▶ Entries provided:
========================================
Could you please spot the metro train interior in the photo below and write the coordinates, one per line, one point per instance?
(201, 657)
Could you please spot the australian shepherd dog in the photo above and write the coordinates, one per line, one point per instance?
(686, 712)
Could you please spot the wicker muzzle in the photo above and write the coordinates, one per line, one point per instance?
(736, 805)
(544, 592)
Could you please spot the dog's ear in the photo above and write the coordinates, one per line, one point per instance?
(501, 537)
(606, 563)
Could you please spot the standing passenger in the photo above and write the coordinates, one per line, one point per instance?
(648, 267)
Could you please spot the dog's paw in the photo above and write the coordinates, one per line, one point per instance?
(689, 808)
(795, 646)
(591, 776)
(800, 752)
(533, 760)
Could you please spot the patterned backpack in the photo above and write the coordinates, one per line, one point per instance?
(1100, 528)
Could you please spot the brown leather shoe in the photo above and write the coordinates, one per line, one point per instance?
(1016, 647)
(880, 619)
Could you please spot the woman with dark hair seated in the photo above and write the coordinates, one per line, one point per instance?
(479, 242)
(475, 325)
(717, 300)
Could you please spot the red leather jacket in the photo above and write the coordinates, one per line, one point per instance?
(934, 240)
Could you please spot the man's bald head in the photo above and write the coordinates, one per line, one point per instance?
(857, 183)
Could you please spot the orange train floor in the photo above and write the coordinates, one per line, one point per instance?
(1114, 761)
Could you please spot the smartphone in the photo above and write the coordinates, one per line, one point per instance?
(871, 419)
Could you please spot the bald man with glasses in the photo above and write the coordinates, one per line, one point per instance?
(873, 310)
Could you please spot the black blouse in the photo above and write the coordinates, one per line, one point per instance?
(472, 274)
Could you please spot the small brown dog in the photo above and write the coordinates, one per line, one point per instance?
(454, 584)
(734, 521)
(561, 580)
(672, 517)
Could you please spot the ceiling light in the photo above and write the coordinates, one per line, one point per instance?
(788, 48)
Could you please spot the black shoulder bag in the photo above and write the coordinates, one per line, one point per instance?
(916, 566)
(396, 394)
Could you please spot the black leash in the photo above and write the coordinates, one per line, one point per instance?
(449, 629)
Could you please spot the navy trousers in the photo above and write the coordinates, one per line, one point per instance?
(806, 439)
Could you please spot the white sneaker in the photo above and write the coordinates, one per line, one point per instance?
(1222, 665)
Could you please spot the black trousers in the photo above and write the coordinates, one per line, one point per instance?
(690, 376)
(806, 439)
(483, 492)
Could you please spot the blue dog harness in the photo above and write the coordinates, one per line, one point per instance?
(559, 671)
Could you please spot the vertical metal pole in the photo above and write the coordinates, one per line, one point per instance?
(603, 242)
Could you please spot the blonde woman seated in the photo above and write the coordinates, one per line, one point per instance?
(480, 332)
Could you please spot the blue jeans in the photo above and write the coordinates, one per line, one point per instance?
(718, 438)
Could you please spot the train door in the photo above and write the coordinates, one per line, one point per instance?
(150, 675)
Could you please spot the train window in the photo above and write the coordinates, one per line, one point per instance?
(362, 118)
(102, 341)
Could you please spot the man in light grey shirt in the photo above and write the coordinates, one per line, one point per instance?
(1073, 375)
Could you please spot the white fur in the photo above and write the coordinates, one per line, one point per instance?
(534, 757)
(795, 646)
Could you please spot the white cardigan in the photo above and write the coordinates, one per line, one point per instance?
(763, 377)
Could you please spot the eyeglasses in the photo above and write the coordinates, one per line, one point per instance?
========================================
▶ Problem requirements:
Output each line of the material above. Nothing should differ from the original.

▶ Result of this task:
Could you please spot the metro train interior in the photo below and write the coordinates, one per line, one point per instance?
(201, 657)
Could you please spot the australian shepherd dog in the photo above and write the coordinates, one per line, one point per instance?
(686, 712)
Could you please spot the wicker muzzle in the photo above and write the coordinates, one per line, one point per instance?
(736, 805)
(544, 592)
Could you please spot the dog's ear in the photo above and write the coordinates, one per line, one point per instance?
(501, 537)
(606, 563)
Could you please spot the standing passenger in the photo above and write the coordinates, one per line, one point per instance?
(648, 267)
Could you please spot the dog's paw in the photo above and write the coordinates, one per line, one point per instance?
(689, 808)
(795, 646)
(591, 776)
(800, 752)
(533, 760)
Could you please spot the patterned backpack in the photo above and write the coordinates, one per line, one point per instance?
(1100, 528)
Could you please spot the brown leather shoe in the photo above and write the coordinates, one per line, one point per instance?
(1016, 647)
(880, 619)
Could you please spot the woman with dark hair seated in the photo above and write the coordinates, one per line, one point per instance?
(479, 242)
(475, 325)
(717, 300)
Could you please spot the red leather jacket in the photo above and write the coordinates, one per line, one point per instance?
(934, 240)
Could you please spot the man's bald head in the photo above and write the coordinates, one per line, one point per instance?
(857, 183)
Could you please spot the orange train floor in the photo above and write the coordinates, one per line, one point per instance?
(1114, 761)
Could you please spot the smartphone in the photo above and write the coordinates, one per line, one point per instance?
(871, 419)
Could you please spot the bald man with glasses in the photo above and write the coordinates, one per line, one point per instance?
(873, 310)
Could you please spot the black blouse in the photo above and write the coordinates, one per line, one point per instance?
(472, 274)
Could you please spot the small brown dog in the photo above and write the coordinates, one per line, one point per instance?
(454, 584)
(734, 521)
(561, 580)
(672, 517)
Could you please spot the ceiling light in the photo above and write the coordinates, one per line, one point per instance?
(788, 48)
Could you please spot the black shoulder bag in the photo above and write the coordinates, one per line, one point per instance?
(916, 566)
(396, 394)
Could you please spot the black leash in the photo above and write the coordinates, one per line, one point per instance?
(449, 629)
Could you please spot the navy trousers in the photo above and write the coordinates, one per line, one point per instance?
(806, 439)
Could you please spot the white sneaker in the photo above and write the coordinates, one per line, one point per instance?
(1222, 665)
Could you please spot the black trousers in the photo above and write the coordinates, one per line, one point per instance?
(690, 376)
(806, 439)
(483, 492)
Could you please spot the blue dog harness in the photo above and write the coordinates, one per line, one point per instance?
(559, 671)
Could you please spot the vertical metal pole in the photo above and write the coordinates, one per line, one point per instance?
(603, 242)
Could you please spot the blonde woman seated in the photo above and write the coordinates, one per line, one point per instance?
(480, 332)
Could you please spot the blue jeans in the photo above and write the coordinates, one per line, one point per instance?
(718, 438)
Could you please spot the train door in the photo above and write the coordinates, one per line, one point per instance?
(150, 675)
Could you please spot the train window in the photo above and write the coordinates, one per line, one point per instance?
(362, 118)
(102, 341)
Could you please spot the man in light grey shirt in the photo above and write the coordinates, one per line, one point per instance?
(1073, 375)
Could you please spot the white fur in the photo above and write the coordinates, one per line, one point per instance?
(534, 757)
(795, 646)
Could you please spot the white cardigan in the photo above and write the coordinates, one per line, one point per instance?
(763, 377)
Could you please spot the eyeglasses in the photo above and write the coordinates, one per line, one point per instance?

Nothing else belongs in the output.